Continue the piece on environmental protest below, picking up right after its last sentence.

* [Selected excerpt]
════════

The Art of Protest

Who really makes the biggest difference on climate change - those living on the edge or those working firmly within the system? Tell us about your experience of environmental campaigning via the Costing the Earth Facebook site (link below).

A recent Christian Aid survey found that 93 per cent of people think everyone in the UK should have the right to peaceful protest, 50 per cent think the police are too heavy handed, and 18 per cent are put off protesting in the future due to heavy-handed policing. Costing the Earth finds out about those who continue to campaign on the planet's behalf; is it really getting harder for them to make an impact on how we and our governments behave?

Mark Carter has been on hunger strike for over 46 days to highlight the plight of the seal. Some might see his actions as mad, but for Mark this is the only way to affect the government's proposed marine bills. During the last 10 years the common seal population has declined by a third but they are still being killed and for Mark, at least, the only solution is a ban on these culls. What effect will 500 signatures have against the interests of the fishing industry, and, whatever the results, how will he react?

════════

* [Extracted entries]
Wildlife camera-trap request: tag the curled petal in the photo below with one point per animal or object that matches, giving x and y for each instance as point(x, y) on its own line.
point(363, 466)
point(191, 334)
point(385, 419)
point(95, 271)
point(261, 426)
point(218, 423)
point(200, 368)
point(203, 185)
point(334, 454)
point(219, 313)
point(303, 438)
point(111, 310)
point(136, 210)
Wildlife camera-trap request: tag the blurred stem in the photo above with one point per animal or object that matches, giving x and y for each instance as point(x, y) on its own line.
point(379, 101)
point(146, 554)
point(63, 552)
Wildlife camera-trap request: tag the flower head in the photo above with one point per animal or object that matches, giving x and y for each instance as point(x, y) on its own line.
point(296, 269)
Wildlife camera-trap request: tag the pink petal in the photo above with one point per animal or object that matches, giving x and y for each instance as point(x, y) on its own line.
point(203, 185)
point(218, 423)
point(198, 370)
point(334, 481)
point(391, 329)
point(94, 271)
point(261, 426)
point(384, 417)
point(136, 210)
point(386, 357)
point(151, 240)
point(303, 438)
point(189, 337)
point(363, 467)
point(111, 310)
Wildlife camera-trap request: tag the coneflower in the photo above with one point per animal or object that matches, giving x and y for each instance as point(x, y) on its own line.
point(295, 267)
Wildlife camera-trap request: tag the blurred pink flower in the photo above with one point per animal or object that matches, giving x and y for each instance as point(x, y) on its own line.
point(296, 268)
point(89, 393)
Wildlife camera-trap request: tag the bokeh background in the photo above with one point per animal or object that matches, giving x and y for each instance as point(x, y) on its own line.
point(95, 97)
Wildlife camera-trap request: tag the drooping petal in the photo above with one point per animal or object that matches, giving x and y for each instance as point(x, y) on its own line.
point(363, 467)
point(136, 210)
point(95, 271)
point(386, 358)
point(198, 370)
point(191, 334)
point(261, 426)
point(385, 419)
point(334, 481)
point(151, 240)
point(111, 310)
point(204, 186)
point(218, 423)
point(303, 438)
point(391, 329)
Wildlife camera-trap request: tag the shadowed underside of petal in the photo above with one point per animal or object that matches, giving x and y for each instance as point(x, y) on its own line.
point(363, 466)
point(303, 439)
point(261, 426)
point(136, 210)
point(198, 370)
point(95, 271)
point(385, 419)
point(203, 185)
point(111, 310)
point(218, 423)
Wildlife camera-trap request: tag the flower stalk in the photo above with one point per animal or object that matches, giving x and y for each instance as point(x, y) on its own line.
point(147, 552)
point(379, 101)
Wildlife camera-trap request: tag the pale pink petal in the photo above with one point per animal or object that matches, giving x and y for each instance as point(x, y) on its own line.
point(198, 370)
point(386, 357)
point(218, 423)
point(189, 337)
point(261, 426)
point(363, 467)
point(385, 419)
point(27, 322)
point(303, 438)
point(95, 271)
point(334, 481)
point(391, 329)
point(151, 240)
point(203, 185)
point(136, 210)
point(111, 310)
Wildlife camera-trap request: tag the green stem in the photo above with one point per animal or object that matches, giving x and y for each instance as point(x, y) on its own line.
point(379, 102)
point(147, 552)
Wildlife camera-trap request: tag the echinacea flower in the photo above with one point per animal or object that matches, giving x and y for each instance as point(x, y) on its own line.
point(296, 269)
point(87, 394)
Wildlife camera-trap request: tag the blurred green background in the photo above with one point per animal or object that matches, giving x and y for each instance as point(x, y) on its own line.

════════

* [Answer to this exercise]
Jonathan Porritt recently resigned his post at the Forum for the Future with the dire warning that, 'A combination of political paralysis, corporate vested interest and our conservative-co-opted media' alongside 'basic entitlements protecting the rights of dissenting voices being eroded' mean tough times for green activists.

The recent G20 protests saw some of the most draconian police tactics for some time. Using laws intended to prevent terrorists in the wake of 9/11 like Stop and Search, green activists have often found themselves at the front line of human rights issues. At the same time, the government's recent moves to change planning laws and rush through proposals for wind farms and nuclear plants via the Infrastructure Planning Commission quango could mean that contentious plans go ahead before activists have time to launch protests.

Is it really getting harder for people like Tim, a regular at Climate Camp who has been informed that his photo and details are on police file, to affect change?

Equally important is whether the long-used methods of mass camps, extreme acts and even advertising really have the impact that changing policy and people's behaviour requires. A recent report from the World Wildlife Fund suggests not. Could Whitehall workers or investment bankers be making a bigger difference without even trying, and if these methods haven't worked, what next?
We follow Mark and Tim's stories to find out what one individual's efforts can achieve and look at the big protests of recent years to find out what the future of green activism might hold.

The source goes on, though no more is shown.